Given entries:
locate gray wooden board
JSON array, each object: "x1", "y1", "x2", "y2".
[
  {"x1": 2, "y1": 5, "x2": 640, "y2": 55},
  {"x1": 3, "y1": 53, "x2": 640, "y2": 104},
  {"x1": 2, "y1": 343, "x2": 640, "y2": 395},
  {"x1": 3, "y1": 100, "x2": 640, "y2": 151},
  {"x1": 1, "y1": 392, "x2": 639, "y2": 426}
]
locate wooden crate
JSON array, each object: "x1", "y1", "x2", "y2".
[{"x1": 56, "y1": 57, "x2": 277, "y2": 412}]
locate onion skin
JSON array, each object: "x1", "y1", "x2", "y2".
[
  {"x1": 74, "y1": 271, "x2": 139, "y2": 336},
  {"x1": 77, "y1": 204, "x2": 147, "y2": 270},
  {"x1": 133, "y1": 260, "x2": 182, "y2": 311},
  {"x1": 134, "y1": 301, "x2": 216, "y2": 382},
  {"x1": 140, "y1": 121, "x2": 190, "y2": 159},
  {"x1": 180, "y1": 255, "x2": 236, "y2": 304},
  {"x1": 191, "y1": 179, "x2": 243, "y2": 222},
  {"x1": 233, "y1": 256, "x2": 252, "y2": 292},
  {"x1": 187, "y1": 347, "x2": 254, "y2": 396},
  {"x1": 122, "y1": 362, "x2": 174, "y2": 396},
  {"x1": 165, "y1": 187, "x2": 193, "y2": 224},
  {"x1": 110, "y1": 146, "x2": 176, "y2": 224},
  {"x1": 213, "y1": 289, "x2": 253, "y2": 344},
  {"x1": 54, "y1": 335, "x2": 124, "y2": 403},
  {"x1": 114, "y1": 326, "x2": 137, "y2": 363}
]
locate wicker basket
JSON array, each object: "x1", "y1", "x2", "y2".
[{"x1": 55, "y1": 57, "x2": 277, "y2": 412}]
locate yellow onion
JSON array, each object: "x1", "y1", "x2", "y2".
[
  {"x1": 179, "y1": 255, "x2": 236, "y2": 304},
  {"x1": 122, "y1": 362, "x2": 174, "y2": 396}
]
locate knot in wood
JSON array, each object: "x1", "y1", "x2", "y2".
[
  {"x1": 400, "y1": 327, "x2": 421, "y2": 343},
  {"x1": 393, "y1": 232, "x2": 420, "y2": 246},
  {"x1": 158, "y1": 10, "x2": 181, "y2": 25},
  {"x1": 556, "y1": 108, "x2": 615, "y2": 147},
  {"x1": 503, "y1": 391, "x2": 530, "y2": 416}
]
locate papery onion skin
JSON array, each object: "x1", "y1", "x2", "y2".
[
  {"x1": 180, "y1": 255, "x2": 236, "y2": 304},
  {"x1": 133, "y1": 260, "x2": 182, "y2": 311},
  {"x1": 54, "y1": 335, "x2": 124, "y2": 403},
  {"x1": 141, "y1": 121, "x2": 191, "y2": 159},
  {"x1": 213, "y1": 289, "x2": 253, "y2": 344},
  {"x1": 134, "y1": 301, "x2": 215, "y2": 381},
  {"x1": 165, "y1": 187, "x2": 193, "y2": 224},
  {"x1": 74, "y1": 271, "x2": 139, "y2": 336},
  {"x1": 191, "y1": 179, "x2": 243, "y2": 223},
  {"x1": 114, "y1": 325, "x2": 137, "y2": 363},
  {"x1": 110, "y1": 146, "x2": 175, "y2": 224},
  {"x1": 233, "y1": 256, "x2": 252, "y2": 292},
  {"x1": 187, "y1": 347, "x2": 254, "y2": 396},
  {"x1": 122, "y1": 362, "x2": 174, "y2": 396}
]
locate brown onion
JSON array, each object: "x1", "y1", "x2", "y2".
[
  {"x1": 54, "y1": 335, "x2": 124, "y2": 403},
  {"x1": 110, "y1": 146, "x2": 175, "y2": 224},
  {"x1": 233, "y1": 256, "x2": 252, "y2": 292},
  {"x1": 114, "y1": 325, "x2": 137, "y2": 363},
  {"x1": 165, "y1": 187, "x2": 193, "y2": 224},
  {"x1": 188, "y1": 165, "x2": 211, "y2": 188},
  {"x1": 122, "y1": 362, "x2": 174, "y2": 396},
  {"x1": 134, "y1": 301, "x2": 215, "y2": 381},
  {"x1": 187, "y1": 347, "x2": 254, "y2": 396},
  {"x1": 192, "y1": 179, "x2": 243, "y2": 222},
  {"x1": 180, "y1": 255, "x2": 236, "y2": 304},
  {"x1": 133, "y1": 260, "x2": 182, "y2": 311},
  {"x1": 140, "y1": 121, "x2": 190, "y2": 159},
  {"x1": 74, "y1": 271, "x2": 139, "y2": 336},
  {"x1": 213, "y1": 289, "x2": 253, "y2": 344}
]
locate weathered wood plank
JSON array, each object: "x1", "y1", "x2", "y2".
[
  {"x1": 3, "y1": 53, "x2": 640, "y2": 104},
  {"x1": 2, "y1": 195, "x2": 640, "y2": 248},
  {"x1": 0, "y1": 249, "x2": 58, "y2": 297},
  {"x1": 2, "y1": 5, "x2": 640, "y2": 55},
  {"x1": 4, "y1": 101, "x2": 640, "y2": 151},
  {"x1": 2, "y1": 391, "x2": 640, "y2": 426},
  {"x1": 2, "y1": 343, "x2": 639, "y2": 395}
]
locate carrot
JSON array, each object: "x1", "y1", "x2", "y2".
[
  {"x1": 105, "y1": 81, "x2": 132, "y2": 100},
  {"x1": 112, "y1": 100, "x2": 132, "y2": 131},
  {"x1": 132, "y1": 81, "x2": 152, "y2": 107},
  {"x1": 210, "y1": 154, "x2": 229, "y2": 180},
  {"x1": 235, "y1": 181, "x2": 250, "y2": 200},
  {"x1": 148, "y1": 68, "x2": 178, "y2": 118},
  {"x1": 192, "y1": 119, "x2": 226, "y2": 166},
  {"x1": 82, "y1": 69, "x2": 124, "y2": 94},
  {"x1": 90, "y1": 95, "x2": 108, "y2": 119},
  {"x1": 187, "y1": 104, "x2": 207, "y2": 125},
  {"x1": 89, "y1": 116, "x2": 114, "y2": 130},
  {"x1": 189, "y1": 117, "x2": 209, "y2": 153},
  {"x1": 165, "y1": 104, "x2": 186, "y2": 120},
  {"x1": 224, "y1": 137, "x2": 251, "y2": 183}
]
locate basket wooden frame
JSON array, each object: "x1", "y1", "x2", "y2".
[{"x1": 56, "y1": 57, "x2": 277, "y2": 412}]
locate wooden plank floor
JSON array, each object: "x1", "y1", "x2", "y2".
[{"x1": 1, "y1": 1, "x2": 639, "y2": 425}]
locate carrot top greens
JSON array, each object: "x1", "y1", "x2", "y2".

Required work:
All entries above are to be reproduced exactly.

Reply to the exercise:
locate gray wooden board
JSON array, each object: "x1", "y1", "x2", "y2".
[
  {"x1": 2, "y1": 5, "x2": 640, "y2": 55},
  {"x1": 3, "y1": 53, "x2": 640, "y2": 104},
  {"x1": 2, "y1": 343, "x2": 640, "y2": 395},
  {"x1": 3, "y1": 100, "x2": 640, "y2": 151},
  {"x1": 1, "y1": 392, "x2": 639, "y2": 426}
]
locate wooden crate
JSON array, each object: "x1", "y1", "x2", "y2".
[{"x1": 56, "y1": 57, "x2": 277, "y2": 412}]
locate onion skin
JSON array, each object: "x1", "y1", "x2", "y2".
[
  {"x1": 74, "y1": 271, "x2": 139, "y2": 336},
  {"x1": 77, "y1": 204, "x2": 147, "y2": 270},
  {"x1": 133, "y1": 260, "x2": 182, "y2": 311},
  {"x1": 134, "y1": 301, "x2": 216, "y2": 382},
  {"x1": 140, "y1": 121, "x2": 190, "y2": 159},
  {"x1": 180, "y1": 255, "x2": 236, "y2": 304},
  {"x1": 191, "y1": 179, "x2": 243, "y2": 222},
  {"x1": 233, "y1": 256, "x2": 252, "y2": 292},
  {"x1": 187, "y1": 347, "x2": 254, "y2": 396},
  {"x1": 122, "y1": 362, "x2": 174, "y2": 396},
  {"x1": 165, "y1": 187, "x2": 193, "y2": 224},
  {"x1": 110, "y1": 146, "x2": 176, "y2": 224},
  {"x1": 213, "y1": 289, "x2": 253, "y2": 344},
  {"x1": 54, "y1": 335, "x2": 124, "y2": 403},
  {"x1": 114, "y1": 326, "x2": 137, "y2": 363}
]
locate wicker basket
JSON array, each object: "x1", "y1", "x2", "y2".
[{"x1": 55, "y1": 57, "x2": 277, "y2": 412}]
locate yellow onion
JSON array, each object: "x1", "y1", "x2", "y2".
[
  {"x1": 179, "y1": 255, "x2": 236, "y2": 304},
  {"x1": 122, "y1": 362, "x2": 174, "y2": 396}
]
locate knot in wood
JSON array, each object: "x1", "y1", "x2", "y2".
[
  {"x1": 400, "y1": 327, "x2": 421, "y2": 343},
  {"x1": 393, "y1": 232, "x2": 420, "y2": 246},
  {"x1": 158, "y1": 10, "x2": 181, "y2": 25},
  {"x1": 556, "y1": 108, "x2": 615, "y2": 147},
  {"x1": 503, "y1": 391, "x2": 530, "y2": 416}
]
locate papery onion skin
JSON array, each object: "x1", "y1", "x2", "y2".
[
  {"x1": 180, "y1": 255, "x2": 236, "y2": 304},
  {"x1": 133, "y1": 260, "x2": 182, "y2": 311},
  {"x1": 54, "y1": 335, "x2": 124, "y2": 403},
  {"x1": 141, "y1": 121, "x2": 191, "y2": 159},
  {"x1": 213, "y1": 289, "x2": 253, "y2": 344},
  {"x1": 134, "y1": 301, "x2": 215, "y2": 381},
  {"x1": 165, "y1": 187, "x2": 193, "y2": 224},
  {"x1": 74, "y1": 271, "x2": 139, "y2": 336},
  {"x1": 191, "y1": 179, "x2": 243, "y2": 223},
  {"x1": 114, "y1": 325, "x2": 137, "y2": 363},
  {"x1": 110, "y1": 146, "x2": 175, "y2": 224},
  {"x1": 233, "y1": 256, "x2": 252, "y2": 292},
  {"x1": 187, "y1": 347, "x2": 254, "y2": 396},
  {"x1": 122, "y1": 362, "x2": 174, "y2": 396}
]
locate brown onion
JSON array, each object: "x1", "y1", "x2", "y2".
[
  {"x1": 54, "y1": 335, "x2": 124, "y2": 403},
  {"x1": 110, "y1": 146, "x2": 175, "y2": 224},
  {"x1": 233, "y1": 256, "x2": 252, "y2": 292},
  {"x1": 114, "y1": 325, "x2": 137, "y2": 363},
  {"x1": 165, "y1": 187, "x2": 193, "y2": 224},
  {"x1": 188, "y1": 165, "x2": 211, "y2": 188},
  {"x1": 122, "y1": 362, "x2": 174, "y2": 396},
  {"x1": 134, "y1": 301, "x2": 215, "y2": 381},
  {"x1": 187, "y1": 347, "x2": 254, "y2": 396},
  {"x1": 192, "y1": 179, "x2": 243, "y2": 222},
  {"x1": 180, "y1": 255, "x2": 236, "y2": 304},
  {"x1": 133, "y1": 260, "x2": 182, "y2": 311},
  {"x1": 140, "y1": 121, "x2": 190, "y2": 159},
  {"x1": 74, "y1": 271, "x2": 139, "y2": 336},
  {"x1": 213, "y1": 289, "x2": 253, "y2": 344}
]
locate weathered wood plank
JSON array, each object: "x1", "y1", "x2", "y2".
[
  {"x1": 3, "y1": 53, "x2": 640, "y2": 104},
  {"x1": 2, "y1": 195, "x2": 640, "y2": 248},
  {"x1": 0, "y1": 249, "x2": 58, "y2": 297},
  {"x1": 2, "y1": 5, "x2": 640, "y2": 55},
  {"x1": 4, "y1": 101, "x2": 640, "y2": 151},
  {"x1": 2, "y1": 391, "x2": 640, "y2": 426},
  {"x1": 2, "y1": 343, "x2": 639, "y2": 395}
]
locate carrot
JSON array, each object: "x1", "y1", "x2", "y2".
[
  {"x1": 105, "y1": 81, "x2": 132, "y2": 100},
  {"x1": 112, "y1": 100, "x2": 132, "y2": 131},
  {"x1": 132, "y1": 81, "x2": 152, "y2": 107},
  {"x1": 210, "y1": 154, "x2": 229, "y2": 180},
  {"x1": 235, "y1": 181, "x2": 250, "y2": 200},
  {"x1": 148, "y1": 68, "x2": 178, "y2": 118},
  {"x1": 192, "y1": 119, "x2": 226, "y2": 166},
  {"x1": 82, "y1": 69, "x2": 124, "y2": 94},
  {"x1": 90, "y1": 95, "x2": 108, "y2": 119},
  {"x1": 187, "y1": 104, "x2": 207, "y2": 125},
  {"x1": 89, "y1": 116, "x2": 114, "y2": 130},
  {"x1": 189, "y1": 117, "x2": 209, "y2": 153},
  {"x1": 165, "y1": 104, "x2": 186, "y2": 120},
  {"x1": 224, "y1": 137, "x2": 251, "y2": 183}
]
locate basket wooden frame
JSON array, each object: "x1", "y1", "x2", "y2".
[{"x1": 56, "y1": 57, "x2": 277, "y2": 412}]
locate wooden plank floor
JSON array, each object: "x1", "y1", "x2", "y2".
[{"x1": 1, "y1": 1, "x2": 639, "y2": 425}]
locate carrot top greens
JSON array, each object: "x1", "y1", "x2", "y2".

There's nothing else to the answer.